------ Document segment

Feb 09 2009
Fitting In
I am writing this on a new computer. I finally broke down, and bought something that didn’t use vacuum tubes. In truth, my other one finally gasped its final breath. I don’t want to say it was a tad slow, but I found it quicker to walk to the library and look up the information I needed in an encyclopedia, than to boot up the poor thing and enter cyber space.
My new computer has all its keys, too. My other one beginning to resemble the grin of Leon Spinks. I only mention this because, my son Ryan saw it and asked, “Is that new?”
When I said indeed it was, he said, “Snaps.” Then turned on his heels and started to walk away.
“Snaps?” “What the heck does that mean?”
He said, “You know… snaps.” Then he shook his head and walked away.
I have to admit, I was more than a little confused. Then I remembered a similar conversation I had with my father years ago. When I was Ryan’s age, my father said something to me, and my reply was, “Groovy.”
My father said, “Groovy?”
I said, “Yeah, groovy.”
My dad looked me in the eye, smirked and said, “There ain’t no groovy in this house boy, understand?”
I think what bothered me more than not being hip enough to understand today’s slang, was the fact that I know today’s culture is having an uncertain effect on my children. I not only hear it in their language, but I also see it their choice of music, clothing, and now, in Ryan’s case, his hair.

------------
------ Recorded information

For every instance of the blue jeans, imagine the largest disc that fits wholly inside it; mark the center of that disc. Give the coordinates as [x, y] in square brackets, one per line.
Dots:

------------

# [Tasks to carry out]
[1] From the essay on fitting in, list every area in which the writer says today's culture is showing its effect on the children.
[2] Carry on the essay on fitting in from its last sentence.

# [Final results]
[1]
- Language
- Choice of music
- Clothing
- Hair (in Ryan's case)

[2]
Like my parents, and their parents, what we see outside of our own upbringing disturbs us. I talk to a lot of parents after my shows and a common theme is that they are all happy that they don’t have to grow up in today’s teen culture. The pressure to conform is even greater than it was when they were teens. Or is it? Is it even possible to not remember being 15?
I was a walking hormone and a total teenage clod when I mustered up the courage to ask Ellen Collidge to the homecoming dance. Her reply? “Why would I go to the biggest dance of my life, with you?” Honestly, I had no answer.
“So that would be a no?” I asked sheepishly. Then I felt a zit sprout on the end of my chin. In an attempt to save face I replied rather feebly, “Groovy.” I pretended it didn’t bother me, but the fact that I remember it 34 years later says differently.
No, 15 is 15. I don’t care if it is the 21st century or the 1st century. Insecurity and self-doubt drive us to want to fit in. Remember how the kids that didn’t fit in were treated?
When you look behind the bad skin, the baggy pants, the hip lingo and the false bravado, what do you see? I see a bruised ego. And just beyond that, a little child who only wants to be well thought of, only wants to make a difference, only wants to love and be loved by their family, especially their parents. The rest is all window dressing.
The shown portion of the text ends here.